Work to be completed:
Turn everything in the data from the line containing "of the stone" down to the line containing "<point>710,303</point>", both included, into a numbered list with no blank lines.

Source data:
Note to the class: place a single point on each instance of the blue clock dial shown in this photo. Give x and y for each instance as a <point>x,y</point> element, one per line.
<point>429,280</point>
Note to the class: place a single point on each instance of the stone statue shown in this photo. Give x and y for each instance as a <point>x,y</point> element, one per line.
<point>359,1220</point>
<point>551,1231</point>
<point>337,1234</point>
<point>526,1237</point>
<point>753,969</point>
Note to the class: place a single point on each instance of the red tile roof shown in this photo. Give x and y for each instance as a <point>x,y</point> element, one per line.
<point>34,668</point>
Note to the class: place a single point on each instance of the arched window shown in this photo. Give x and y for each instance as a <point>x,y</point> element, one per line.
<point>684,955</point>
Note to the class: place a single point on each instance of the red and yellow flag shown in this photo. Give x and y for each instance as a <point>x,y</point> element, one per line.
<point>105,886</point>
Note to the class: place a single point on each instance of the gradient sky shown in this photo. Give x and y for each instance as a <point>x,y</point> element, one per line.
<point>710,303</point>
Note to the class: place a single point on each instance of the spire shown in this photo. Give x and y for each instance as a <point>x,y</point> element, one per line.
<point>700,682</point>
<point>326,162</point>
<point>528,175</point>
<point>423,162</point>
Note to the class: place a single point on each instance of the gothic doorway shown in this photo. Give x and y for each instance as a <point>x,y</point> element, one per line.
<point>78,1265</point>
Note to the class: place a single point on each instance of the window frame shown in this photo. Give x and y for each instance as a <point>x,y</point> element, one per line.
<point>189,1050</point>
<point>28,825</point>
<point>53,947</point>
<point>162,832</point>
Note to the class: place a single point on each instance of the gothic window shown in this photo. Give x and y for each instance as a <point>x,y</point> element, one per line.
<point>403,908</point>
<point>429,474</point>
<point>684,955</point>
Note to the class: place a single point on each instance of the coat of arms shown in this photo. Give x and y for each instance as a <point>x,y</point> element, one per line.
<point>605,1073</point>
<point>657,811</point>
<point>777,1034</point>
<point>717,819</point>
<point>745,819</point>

* * *

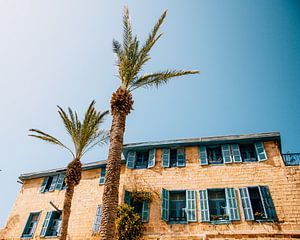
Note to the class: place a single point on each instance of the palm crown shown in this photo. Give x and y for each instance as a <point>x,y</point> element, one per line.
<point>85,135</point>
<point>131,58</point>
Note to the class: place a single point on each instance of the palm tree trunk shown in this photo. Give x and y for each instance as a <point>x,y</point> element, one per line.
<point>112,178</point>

Output for this task:
1. Note to the class: place a single point on each instance of the stone statue shown in this photo. Give x and y for each instance as a <point>x,y</point> element, one per line.
2. <point>359,1220</point>
3. <point>551,1231</point>
4. <point>337,1234</point>
5. <point>526,1237</point>
6. <point>753,969</point>
7. Note to the class: place a single point on each instance of the red tile roof shown in this photo. Give x and y for each instance as a <point>x,y</point> element, one per line.
8. <point>34,668</point>
9. Note to the class: place a single point on each instance of the arched window shown in this photo. Give x and y for each instance as a <point>x,y</point> element, one per line.
10. <point>684,955</point>
11. Note to the class: place a single point on each instance of the red and yellow flag shown in this photo. Give x and y for each instance as a <point>x,y</point> element, one per line.
12. <point>105,886</point>
13. Note to the class: place a single point on each instance of the gradient sky shown in this photo. Give x and y for each instance as a <point>x,y</point> element, one per line.
14. <point>710,303</point>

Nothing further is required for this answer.